■ **What the exercise asks**
Copy out, word for word, the stretch of the e2pdf options reference below from "### E2PdfOptions" through "for the footer.".

The `e2pdf` function accepts two arguments:

1. **startUrl** (string): The URL to start crawling from.
2. **options** (E2PdfOptions): Configuration object for crawling and PDF generation.

### E2PdfOptions

#### `out`

- **Type**: `string`
- **Default**: `process.cwd()`
- Directory to save the generated PDFs.

#### `pdf`

PDF generation options (compatible with [Playwright’s PDF options](https://playwright.dev/docs/api/class-page#page-pdf)):

- `displayHeaderFooter`: Display header and footer. Defaults to `false`.
- `footerTemplate`: HTML template for the footer.
- `format`: Paper format (e.g., `A4`, `Letter`). Defaults to `Letter`.
- `headerTemplate`: HTML template for the header.
- `landscape`: Paper orientation. Defaults to `false`.
- `margin`: Margins for the PDF (`top`, `right`, `bottom`, `left`).
- `printBackground`: Print background graphics. Defaults to `false`.

■ **Provided records**
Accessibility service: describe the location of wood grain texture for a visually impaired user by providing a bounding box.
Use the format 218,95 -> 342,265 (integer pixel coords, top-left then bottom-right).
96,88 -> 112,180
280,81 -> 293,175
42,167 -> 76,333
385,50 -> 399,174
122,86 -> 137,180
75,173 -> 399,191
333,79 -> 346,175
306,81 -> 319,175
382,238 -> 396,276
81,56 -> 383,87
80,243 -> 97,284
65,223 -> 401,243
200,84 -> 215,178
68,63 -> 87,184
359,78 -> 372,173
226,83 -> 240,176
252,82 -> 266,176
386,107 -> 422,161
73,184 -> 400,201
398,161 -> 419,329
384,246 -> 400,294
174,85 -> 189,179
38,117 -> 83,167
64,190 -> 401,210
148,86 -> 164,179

■ **Correct answer**
### E2PdfOptions

#### `out`

- **Type**: `string`
- **Default**: `process.cwd()`
- Directory to save the generated PDFs.

#### `pdf`

PDF generation options (compatible with [Playwright’s PDF options](https://playwright.dev/docs/api/class-page#page-pdf)):

- `displayHeaderFooter`: Display header and footer. Defaults to `false`.
- `footerTemplate`: HTML template for the footer.